* _Written instruction_:
Arrange every line of the entries below as a numbered list, skipping blank lines and leaving out the pictures.

* _Supplied data_:
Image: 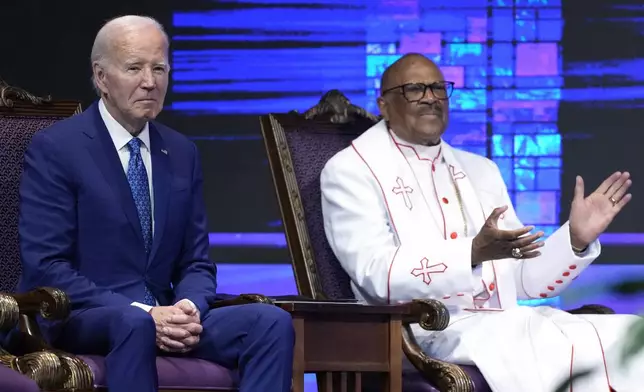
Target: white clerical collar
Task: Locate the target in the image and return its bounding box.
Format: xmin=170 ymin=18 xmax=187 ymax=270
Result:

* _Reply_:
1. Image: 
2. Target: white clerical collar
3. Task: Locate the target in the image and return its bounding box.
4. Format: xmin=170 ymin=18 xmax=187 ymax=270
5. Result:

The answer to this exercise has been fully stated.